#### Supplied records

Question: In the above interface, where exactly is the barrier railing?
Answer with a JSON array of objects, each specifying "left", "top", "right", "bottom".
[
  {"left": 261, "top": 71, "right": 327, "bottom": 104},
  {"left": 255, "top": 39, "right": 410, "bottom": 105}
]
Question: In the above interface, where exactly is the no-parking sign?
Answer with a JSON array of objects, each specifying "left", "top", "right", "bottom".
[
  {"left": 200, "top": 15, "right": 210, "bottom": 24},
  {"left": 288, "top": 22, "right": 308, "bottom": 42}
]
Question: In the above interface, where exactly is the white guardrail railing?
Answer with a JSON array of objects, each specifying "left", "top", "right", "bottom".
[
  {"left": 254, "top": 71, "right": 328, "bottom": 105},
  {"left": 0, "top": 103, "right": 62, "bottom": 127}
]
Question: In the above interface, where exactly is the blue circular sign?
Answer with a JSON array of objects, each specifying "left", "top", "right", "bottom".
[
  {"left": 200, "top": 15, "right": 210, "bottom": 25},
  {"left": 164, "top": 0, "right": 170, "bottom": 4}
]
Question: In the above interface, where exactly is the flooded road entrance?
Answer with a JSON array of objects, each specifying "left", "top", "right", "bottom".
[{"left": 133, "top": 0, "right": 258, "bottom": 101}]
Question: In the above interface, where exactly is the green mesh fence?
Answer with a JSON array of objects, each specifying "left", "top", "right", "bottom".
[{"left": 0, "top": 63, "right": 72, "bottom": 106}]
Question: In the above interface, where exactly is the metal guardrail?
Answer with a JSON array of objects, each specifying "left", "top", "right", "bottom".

########

■ Task to complete: Print the entries once more, identical in every line.

■ Written reply:
Question: In the above interface, where exactly is the barrier railing?
Answer with a JSON array of objects, each specifying "left", "top", "right", "bottom".
[
  {"left": 261, "top": 71, "right": 327, "bottom": 104},
  {"left": 255, "top": 39, "right": 410, "bottom": 105}
]
Question: In the above interface, where exactly is the no-parking sign?
Answer with a JSON array of objects, each specifying "left", "top", "right", "bottom".
[
  {"left": 200, "top": 15, "right": 210, "bottom": 24},
  {"left": 288, "top": 22, "right": 308, "bottom": 42}
]
Question: In the above interface, where exactly is the white guardrail railing?
Answer with a JSON array of objects, each specifying "left", "top", "right", "bottom".
[
  {"left": 254, "top": 71, "right": 328, "bottom": 105},
  {"left": 0, "top": 103, "right": 62, "bottom": 127}
]
Question: In the above interface, where exactly is the blue circular sign?
Answer with a JSON array of objects, each specifying "left", "top", "right", "bottom".
[
  {"left": 200, "top": 15, "right": 210, "bottom": 25},
  {"left": 164, "top": 0, "right": 170, "bottom": 4}
]
Question: In the above interface, where exactly is the flooded road entrance?
Answer with a JSON array of objects, each specifying "left", "top", "right", "bottom".
[{"left": 133, "top": 0, "right": 258, "bottom": 101}]
Question: In the above interface, where exactly is the green mesh fence?
Answer with a JSON array of objects, each specifying "left", "top", "right", "bottom".
[{"left": 0, "top": 63, "right": 72, "bottom": 106}]
Question: In the above interface, where exactly is the metal guardrail?
Answer with a JSON array of objects, each specifying "left", "top", "right", "bottom".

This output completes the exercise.